>> Begin Dataset records

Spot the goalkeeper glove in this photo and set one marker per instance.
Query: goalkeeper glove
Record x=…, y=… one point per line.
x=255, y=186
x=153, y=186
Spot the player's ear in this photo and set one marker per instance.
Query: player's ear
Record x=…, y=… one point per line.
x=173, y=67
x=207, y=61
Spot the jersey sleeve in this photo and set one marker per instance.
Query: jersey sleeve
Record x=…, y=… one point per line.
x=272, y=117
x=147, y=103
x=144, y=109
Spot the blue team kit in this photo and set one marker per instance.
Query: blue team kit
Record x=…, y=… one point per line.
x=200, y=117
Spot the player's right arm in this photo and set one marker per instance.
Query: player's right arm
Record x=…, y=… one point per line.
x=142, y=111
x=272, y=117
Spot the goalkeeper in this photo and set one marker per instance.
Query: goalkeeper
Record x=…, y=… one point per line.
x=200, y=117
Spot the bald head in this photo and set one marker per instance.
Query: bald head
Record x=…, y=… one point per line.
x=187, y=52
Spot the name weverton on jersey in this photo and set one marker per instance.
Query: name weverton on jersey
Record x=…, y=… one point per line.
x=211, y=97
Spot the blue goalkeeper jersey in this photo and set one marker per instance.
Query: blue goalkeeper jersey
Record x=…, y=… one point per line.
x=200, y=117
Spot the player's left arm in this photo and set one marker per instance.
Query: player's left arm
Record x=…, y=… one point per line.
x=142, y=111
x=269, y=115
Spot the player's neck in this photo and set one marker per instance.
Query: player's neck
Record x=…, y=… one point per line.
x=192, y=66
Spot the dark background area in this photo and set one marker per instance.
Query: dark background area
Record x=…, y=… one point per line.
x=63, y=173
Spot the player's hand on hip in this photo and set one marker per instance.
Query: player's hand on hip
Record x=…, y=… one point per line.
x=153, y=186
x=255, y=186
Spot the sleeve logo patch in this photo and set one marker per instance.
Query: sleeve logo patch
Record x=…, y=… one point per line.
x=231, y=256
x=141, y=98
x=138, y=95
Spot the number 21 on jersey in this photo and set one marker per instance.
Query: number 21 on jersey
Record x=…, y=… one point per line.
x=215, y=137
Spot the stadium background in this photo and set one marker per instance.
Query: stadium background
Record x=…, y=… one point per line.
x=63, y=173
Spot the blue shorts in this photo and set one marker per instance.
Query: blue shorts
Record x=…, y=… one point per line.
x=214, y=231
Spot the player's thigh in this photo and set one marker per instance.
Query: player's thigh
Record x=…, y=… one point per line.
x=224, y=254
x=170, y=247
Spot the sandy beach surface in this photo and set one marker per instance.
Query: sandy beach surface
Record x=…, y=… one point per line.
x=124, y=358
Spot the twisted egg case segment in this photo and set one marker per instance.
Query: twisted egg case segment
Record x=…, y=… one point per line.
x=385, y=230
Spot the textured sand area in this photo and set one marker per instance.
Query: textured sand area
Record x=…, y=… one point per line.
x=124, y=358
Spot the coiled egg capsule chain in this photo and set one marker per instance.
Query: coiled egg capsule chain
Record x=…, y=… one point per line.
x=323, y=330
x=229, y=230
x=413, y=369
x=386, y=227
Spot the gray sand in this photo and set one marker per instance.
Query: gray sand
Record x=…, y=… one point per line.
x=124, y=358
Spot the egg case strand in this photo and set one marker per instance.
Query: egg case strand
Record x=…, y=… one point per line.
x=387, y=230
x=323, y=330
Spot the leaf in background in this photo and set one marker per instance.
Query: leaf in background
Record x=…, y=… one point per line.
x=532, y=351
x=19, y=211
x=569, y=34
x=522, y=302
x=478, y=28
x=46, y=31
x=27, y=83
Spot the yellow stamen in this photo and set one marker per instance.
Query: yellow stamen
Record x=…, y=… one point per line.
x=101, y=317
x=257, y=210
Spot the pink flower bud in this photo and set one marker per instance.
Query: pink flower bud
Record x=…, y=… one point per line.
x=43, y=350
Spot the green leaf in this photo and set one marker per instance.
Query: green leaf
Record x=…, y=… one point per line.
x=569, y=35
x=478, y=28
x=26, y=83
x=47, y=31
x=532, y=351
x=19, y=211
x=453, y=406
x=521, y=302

>> End Dataset records

Quote all of the rows above, reproducing every line without any change.

» **Output**:
Spot the goalkeeper glove in this photo and set one marker per instance.
Query: goalkeeper glove
Record x=…, y=… one point per line.
x=255, y=186
x=153, y=186
Spot the player's ear in this photo and set one marker per instance.
Query: player's ear
Record x=…, y=… one point per line.
x=173, y=67
x=207, y=61
Spot the jersey sleeve in this photo and set one marker per instance.
Query: jersey sleeve
Record x=…, y=… one point per line.
x=272, y=117
x=147, y=103
x=144, y=109
Spot the blue team kit in this photo and set one marker per instance.
Query: blue team kit
Record x=…, y=… one point per line.
x=200, y=117
Spot the player's right arm in this photo and set one marker per instance.
Query: player's right arm
Record x=…, y=… one point per line.
x=142, y=111
x=272, y=117
Spot the goalkeeper in this photo and set one marker per instance.
Query: goalkeeper
Record x=…, y=… one point per line.
x=200, y=117
Spot the bald head in this photo and set one marker per instance.
Query: bald head
Record x=…, y=… one point per line.
x=187, y=52
Spot the name weverton on jersey in this photo and set one marker per instance.
Query: name weverton on jersey
Record x=…, y=… one point per line.
x=211, y=97
Spot the blue goalkeeper jersey in this photo and set one marker per instance.
Query: blue goalkeeper jersey
Record x=…, y=… one point per line.
x=200, y=117
Spot the player's left arm in this photo and set one marker per instance.
Query: player's left arm
Record x=…, y=… one point per line.
x=142, y=111
x=269, y=115
Spot the player's neck in this photo and set one marker per instance.
Query: player's neck
Record x=…, y=… one point per line.
x=192, y=66
Spot the dark background area in this photo and set one marker per instance.
Query: dark background area
Record x=…, y=… one point per line.
x=63, y=173
Spot the player's hand on hip in this photo and set one marker per instance.
Query: player's hand on hip
Record x=…, y=… one point per line.
x=153, y=186
x=255, y=186
Spot the sleeve logo patch in this photo and set one marker per instance.
Query: sleeve logo patch
Record x=…, y=… one point per line.
x=231, y=256
x=141, y=98
x=138, y=95
Spot the number 21 on jersey in this photo and set one marker per instance.
Query: number 21 on jersey
Record x=…, y=… one point per line.
x=215, y=137
Spot the stadium background in this photo and set one marker per instance.
Query: stadium background
Record x=…, y=… one point per line.
x=63, y=173
Spot the blue shorts in this photo and set one marker per instance.
Query: blue shorts
Record x=…, y=… one point per line.
x=214, y=231
Spot the player's thigh in this photo and set one marker per instance.
Query: player's thigh
Record x=…, y=… one point per line.
x=224, y=254
x=170, y=247
Spot the sandy beach surface in this photo and set one marker per instance.
Query: sandy beach surface
Record x=…, y=… one point per line.
x=124, y=358
Spot the twisted egg case segment in this photo and set one marker per instance.
Query: twisted egg case segment
Record x=…, y=… one point per line.
x=385, y=230
Spot the textured sand area in this photo and set one marker per instance.
Query: textured sand area
Record x=…, y=… one point per line.
x=124, y=358
Spot the coiled egg capsule chain in this photo and set one marker per instance.
Query: coiled egg capsule chain
Record x=…, y=… one point per line.
x=323, y=330
x=229, y=230
x=413, y=369
x=386, y=227
Spot the gray sand in this photo and set one marker per instance.
Query: gray sand
Record x=…, y=… one point per line.
x=124, y=358
Spot the egg case strand in this photo and set one marker per instance.
Query: egg case strand
Record x=…, y=… one point per line.
x=387, y=230
x=323, y=330
Spot the leaf in background in this photo and set one marker per instance.
Query: leaf in background
Record x=…, y=… one point per line.
x=532, y=351
x=19, y=211
x=569, y=34
x=522, y=302
x=478, y=28
x=46, y=31
x=27, y=83
Spot the yellow stamen in this photo and set one marker per instance.
Query: yellow stamen
Record x=…, y=… one point per line.
x=101, y=317
x=257, y=210
Spot the pink flower bud in this photo and set one marker per instance.
Query: pink flower bud
Record x=…, y=… one point per line.
x=43, y=350
Spot the green leaf in this photo and set one marker per instance.
Query: green leaf
Record x=…, y=… one point per line.
x=569, y=35
x=478, y=28
x=26, y=83
x=47, y=31
x=532, y=351
x=19, y=211
x=453, y=406
x=521, y=302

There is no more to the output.